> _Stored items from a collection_
▬▬▬▬▬▬▬▬▬▬

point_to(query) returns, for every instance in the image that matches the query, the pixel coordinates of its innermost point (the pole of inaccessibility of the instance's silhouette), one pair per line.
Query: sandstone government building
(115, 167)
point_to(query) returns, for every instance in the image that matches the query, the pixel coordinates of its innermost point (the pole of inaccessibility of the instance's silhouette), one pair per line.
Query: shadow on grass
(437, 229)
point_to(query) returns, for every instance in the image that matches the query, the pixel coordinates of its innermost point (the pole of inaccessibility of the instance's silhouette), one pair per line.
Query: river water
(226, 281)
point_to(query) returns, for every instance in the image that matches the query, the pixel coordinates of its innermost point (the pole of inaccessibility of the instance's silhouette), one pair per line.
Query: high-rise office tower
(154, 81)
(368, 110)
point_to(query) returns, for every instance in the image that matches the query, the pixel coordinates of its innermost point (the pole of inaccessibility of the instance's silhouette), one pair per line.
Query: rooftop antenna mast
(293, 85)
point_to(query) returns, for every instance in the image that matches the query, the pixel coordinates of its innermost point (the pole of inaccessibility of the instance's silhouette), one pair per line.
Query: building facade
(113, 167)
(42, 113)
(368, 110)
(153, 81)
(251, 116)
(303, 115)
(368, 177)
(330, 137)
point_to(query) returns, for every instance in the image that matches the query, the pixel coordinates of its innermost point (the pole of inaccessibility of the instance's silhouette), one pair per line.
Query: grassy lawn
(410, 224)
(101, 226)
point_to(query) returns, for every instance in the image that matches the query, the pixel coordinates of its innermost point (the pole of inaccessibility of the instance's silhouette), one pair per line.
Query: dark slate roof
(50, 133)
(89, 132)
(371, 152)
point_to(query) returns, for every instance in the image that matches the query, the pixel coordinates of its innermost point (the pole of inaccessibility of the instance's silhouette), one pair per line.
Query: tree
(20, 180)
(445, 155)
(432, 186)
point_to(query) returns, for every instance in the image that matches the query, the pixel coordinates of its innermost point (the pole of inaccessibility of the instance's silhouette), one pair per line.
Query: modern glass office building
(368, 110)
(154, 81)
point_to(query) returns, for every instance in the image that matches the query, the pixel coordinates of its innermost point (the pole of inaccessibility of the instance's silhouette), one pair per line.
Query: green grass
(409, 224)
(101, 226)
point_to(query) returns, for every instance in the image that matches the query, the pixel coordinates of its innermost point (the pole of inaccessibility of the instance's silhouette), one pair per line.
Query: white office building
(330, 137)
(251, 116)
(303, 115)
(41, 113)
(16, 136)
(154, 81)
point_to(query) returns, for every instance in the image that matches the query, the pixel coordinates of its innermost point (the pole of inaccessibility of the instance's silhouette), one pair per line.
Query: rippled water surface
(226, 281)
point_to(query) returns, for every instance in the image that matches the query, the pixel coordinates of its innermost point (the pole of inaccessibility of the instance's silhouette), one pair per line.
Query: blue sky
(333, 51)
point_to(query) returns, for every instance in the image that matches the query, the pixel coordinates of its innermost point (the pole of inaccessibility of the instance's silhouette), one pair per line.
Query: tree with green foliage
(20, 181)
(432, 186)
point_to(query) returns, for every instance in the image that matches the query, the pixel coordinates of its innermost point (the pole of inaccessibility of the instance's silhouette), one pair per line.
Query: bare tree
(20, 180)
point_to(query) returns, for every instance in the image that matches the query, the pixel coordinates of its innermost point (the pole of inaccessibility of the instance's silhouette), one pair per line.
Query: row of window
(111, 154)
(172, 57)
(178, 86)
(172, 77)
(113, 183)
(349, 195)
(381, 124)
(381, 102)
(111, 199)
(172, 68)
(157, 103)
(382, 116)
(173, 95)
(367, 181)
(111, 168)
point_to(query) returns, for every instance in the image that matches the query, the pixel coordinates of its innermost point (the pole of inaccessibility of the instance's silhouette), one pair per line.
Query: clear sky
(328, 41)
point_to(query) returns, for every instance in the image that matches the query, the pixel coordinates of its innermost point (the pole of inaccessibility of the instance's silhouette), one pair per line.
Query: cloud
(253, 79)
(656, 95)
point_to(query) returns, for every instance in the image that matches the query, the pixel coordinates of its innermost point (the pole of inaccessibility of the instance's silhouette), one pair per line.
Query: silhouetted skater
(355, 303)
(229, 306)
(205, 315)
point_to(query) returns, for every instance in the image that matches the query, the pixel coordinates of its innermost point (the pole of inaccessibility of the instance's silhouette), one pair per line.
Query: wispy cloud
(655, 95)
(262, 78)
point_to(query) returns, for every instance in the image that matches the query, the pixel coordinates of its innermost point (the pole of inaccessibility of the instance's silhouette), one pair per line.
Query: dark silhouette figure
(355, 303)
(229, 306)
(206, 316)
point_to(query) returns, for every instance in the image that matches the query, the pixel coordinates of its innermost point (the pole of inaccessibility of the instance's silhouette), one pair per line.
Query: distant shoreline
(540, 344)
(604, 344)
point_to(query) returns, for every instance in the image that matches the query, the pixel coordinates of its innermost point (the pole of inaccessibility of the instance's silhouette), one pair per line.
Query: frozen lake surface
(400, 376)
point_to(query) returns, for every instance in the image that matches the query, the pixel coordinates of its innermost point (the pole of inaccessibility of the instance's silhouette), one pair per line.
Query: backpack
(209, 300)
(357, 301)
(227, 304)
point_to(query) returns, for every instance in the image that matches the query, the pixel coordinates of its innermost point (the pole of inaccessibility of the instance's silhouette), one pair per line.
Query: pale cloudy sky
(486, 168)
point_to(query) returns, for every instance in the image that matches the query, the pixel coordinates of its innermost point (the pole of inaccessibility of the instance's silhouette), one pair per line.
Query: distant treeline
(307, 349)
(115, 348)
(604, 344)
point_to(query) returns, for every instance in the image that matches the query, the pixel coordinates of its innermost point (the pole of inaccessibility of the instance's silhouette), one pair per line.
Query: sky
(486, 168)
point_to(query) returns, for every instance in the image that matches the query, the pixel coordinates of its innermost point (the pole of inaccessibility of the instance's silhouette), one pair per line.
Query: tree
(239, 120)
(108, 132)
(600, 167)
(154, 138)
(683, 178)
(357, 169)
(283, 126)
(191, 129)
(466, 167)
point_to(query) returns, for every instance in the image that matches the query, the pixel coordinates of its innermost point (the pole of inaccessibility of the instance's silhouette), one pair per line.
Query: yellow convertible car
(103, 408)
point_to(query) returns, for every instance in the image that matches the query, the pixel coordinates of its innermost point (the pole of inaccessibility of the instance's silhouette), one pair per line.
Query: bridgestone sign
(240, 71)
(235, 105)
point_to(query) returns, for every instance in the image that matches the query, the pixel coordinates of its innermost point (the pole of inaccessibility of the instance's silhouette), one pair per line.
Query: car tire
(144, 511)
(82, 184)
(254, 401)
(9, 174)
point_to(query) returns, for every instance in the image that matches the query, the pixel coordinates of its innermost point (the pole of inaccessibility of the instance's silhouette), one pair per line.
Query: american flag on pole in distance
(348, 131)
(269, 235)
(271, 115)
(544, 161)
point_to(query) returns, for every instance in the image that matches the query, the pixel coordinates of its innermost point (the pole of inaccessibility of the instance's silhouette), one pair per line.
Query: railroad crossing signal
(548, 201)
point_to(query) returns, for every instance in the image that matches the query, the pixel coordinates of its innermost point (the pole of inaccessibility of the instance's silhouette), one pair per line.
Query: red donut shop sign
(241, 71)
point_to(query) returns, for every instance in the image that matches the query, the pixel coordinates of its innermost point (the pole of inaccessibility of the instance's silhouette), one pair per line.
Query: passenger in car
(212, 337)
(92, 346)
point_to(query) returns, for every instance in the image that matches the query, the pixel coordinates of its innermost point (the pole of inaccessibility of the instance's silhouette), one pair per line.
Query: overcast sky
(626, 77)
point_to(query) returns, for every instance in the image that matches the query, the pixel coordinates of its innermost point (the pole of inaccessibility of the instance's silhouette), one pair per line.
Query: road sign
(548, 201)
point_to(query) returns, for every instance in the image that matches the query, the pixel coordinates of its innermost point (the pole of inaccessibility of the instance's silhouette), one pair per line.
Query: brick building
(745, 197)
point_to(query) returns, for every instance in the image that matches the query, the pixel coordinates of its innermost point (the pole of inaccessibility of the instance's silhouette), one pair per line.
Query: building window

▬▬▬▬▬▬▬▬▬▬

> _WRITTEN TASK_
List every line above that contains the word "distant".

> _IN RESPONSE_
Query: distant shoreline
Query: distant treeline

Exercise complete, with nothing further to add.